Collection entries:
━━━━━━━━━━━━━━━━━━━━━━━━━━━━━━
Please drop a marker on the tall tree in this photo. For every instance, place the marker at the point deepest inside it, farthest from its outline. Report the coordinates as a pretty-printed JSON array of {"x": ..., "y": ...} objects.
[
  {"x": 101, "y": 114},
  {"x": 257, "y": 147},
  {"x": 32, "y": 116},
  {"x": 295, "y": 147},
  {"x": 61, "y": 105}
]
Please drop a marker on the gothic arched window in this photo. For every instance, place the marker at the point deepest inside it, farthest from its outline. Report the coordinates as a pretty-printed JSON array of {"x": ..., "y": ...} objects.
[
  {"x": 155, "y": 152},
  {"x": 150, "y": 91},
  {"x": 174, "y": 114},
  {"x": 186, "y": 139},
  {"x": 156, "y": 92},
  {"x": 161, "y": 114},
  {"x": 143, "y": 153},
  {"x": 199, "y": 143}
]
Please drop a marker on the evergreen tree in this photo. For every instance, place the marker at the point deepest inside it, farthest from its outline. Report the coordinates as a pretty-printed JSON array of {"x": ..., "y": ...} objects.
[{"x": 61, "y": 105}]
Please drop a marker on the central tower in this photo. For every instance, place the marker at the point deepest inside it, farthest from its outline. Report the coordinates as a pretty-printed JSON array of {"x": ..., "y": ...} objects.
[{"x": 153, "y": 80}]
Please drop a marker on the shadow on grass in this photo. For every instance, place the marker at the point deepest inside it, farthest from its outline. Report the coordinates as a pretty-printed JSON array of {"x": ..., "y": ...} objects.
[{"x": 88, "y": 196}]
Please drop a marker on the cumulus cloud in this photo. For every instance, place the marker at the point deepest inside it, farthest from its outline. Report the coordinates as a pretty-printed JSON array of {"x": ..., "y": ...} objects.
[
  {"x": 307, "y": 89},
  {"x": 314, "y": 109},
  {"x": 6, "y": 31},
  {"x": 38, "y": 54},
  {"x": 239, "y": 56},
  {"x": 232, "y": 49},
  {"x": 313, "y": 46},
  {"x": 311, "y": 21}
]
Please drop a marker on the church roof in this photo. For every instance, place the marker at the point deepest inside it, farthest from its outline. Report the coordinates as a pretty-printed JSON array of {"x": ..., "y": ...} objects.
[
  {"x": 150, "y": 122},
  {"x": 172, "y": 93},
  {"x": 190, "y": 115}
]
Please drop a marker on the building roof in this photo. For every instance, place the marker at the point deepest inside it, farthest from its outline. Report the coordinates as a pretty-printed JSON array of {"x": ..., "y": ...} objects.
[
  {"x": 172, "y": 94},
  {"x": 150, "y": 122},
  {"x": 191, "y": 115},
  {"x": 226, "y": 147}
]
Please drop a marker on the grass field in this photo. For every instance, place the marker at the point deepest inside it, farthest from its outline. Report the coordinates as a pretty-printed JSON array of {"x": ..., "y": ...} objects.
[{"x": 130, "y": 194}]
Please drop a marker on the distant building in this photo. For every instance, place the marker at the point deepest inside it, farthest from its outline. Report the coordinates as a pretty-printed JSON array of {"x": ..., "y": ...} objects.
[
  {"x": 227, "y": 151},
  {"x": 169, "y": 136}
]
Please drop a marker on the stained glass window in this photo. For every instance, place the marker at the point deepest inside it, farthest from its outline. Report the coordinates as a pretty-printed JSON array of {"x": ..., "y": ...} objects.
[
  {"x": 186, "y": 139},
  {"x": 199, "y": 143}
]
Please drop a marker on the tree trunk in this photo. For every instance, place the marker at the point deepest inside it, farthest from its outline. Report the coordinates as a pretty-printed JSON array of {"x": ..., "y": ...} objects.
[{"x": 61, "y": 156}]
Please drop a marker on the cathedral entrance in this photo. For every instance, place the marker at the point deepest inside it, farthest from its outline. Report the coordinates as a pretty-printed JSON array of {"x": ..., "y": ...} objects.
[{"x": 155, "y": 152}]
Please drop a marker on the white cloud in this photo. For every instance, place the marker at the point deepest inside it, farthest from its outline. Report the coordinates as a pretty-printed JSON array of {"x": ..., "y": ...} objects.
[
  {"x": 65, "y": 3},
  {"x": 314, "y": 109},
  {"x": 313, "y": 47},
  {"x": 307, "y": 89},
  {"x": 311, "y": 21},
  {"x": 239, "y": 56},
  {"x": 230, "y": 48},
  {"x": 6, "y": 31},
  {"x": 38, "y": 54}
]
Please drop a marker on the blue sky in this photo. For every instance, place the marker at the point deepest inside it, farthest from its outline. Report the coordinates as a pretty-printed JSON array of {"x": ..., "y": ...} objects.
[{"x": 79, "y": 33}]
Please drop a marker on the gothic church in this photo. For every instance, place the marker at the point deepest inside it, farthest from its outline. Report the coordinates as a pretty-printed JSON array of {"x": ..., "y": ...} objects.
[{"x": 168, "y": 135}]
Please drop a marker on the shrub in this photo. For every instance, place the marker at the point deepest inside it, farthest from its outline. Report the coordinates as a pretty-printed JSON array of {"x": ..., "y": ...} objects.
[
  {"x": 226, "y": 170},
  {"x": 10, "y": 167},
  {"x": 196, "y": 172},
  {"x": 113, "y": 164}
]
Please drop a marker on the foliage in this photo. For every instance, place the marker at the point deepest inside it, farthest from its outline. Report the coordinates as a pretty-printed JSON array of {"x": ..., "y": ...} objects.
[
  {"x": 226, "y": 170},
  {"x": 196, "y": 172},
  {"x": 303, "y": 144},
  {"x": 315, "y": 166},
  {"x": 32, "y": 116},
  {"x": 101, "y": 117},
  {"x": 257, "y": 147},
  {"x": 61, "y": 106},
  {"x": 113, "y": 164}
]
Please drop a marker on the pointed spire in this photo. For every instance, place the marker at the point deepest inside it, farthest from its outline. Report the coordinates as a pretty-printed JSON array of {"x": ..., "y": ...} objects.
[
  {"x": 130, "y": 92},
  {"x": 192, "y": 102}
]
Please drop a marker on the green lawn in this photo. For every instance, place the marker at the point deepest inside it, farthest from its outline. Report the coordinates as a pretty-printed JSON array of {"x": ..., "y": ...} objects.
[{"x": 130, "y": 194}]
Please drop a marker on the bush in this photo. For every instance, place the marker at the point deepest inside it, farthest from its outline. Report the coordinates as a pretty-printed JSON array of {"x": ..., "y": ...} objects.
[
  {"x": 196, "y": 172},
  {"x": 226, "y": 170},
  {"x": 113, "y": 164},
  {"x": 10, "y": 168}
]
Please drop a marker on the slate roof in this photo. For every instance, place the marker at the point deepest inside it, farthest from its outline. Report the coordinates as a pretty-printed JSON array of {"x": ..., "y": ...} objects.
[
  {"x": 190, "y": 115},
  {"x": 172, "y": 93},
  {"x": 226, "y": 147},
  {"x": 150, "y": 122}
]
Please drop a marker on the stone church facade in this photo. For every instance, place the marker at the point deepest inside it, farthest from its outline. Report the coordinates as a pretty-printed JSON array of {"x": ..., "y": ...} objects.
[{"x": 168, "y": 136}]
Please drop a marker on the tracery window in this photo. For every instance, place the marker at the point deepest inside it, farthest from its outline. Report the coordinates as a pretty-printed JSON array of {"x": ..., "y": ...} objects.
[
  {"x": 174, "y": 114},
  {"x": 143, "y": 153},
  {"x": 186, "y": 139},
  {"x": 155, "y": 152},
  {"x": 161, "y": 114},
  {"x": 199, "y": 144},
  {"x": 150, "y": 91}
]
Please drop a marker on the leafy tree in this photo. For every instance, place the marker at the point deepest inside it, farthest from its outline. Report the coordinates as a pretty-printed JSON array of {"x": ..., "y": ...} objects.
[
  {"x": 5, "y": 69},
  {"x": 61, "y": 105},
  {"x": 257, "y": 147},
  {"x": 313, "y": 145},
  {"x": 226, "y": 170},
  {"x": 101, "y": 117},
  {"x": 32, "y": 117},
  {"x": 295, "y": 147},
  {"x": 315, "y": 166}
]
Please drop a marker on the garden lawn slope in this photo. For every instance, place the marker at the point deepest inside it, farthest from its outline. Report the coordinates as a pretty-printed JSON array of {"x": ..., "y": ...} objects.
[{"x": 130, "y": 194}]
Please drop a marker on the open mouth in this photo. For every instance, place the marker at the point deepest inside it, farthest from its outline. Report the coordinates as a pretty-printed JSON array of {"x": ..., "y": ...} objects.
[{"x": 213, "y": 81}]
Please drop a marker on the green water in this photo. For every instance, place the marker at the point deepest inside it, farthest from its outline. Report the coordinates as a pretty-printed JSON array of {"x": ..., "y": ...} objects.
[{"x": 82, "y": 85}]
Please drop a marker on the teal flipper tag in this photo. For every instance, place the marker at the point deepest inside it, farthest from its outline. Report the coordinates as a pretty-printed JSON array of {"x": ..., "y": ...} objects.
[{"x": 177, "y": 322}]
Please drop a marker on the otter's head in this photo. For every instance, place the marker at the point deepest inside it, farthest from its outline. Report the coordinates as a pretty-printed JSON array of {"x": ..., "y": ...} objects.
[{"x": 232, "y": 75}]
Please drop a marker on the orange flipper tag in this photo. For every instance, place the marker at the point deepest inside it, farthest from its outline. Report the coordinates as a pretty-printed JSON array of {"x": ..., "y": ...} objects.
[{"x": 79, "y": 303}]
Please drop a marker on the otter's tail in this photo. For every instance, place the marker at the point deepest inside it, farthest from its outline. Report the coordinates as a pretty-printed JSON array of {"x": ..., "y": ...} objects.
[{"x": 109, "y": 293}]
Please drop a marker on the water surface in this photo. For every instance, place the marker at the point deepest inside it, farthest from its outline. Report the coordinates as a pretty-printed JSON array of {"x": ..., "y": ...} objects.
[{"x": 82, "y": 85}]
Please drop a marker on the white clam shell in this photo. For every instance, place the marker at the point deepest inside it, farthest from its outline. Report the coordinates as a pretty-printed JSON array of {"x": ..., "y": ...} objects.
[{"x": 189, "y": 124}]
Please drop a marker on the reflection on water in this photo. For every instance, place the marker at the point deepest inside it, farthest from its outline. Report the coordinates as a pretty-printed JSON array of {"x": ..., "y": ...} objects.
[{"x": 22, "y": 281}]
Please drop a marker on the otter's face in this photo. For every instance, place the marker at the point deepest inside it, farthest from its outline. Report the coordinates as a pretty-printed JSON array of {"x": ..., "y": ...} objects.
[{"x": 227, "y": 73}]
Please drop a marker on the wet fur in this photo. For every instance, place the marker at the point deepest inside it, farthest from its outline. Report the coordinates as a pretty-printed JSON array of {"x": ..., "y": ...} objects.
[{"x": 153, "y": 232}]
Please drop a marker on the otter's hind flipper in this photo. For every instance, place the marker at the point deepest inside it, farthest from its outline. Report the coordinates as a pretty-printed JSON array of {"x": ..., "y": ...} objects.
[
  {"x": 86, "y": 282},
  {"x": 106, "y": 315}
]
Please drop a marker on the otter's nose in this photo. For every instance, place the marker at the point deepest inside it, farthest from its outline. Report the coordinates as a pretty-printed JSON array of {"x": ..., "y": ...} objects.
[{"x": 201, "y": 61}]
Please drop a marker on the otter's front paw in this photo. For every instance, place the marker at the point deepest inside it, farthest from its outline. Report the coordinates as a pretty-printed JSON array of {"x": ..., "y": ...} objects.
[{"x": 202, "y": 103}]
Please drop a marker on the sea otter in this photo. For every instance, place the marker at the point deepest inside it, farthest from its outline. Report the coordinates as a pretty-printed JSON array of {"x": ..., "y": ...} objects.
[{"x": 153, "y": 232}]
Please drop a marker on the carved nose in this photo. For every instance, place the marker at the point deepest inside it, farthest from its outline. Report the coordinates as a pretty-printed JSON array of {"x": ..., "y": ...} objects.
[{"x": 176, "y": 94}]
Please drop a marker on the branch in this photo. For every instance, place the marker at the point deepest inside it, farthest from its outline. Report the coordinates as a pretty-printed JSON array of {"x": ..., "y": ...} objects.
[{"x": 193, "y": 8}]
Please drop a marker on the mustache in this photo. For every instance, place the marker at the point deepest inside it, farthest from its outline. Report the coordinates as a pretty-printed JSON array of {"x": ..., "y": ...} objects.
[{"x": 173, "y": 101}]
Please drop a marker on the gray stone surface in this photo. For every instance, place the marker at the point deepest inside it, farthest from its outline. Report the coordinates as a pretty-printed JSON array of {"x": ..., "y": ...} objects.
━━━━━━━━━━━━━━━━━━━━━━━━━━━━━━
Copy the portion of the listing that starts at the line containing "Please drop a marker on the branch" and continues through the final line of the listing, reproducing every character unchanged.

Please drop a marker on the branch in this photo. For every instance, place the marker at the point deepest inside it, farthest from its outline. Report the coordinates as a pretty-printed JSON array of {"x": ..., "y": ...} objects.
[{"x": 193, "y": 8}]
Please drop a marker on the mustache in this photo. For every instance, place the marker at the point deepest inside it, farthest from its outline. Report the coordinates as a pretty-printed JSON array of {"x": ..., "y": ...} objects.
[{"x": 173, "y": 101}]
Please drop a marker on the gray stone surface in this photo. For every instance, place the marker at the point deepest inside it, farthest from its outline. Report the coordinates as a pretty-printed JSON array of {"x": ..., "y": ...} objects.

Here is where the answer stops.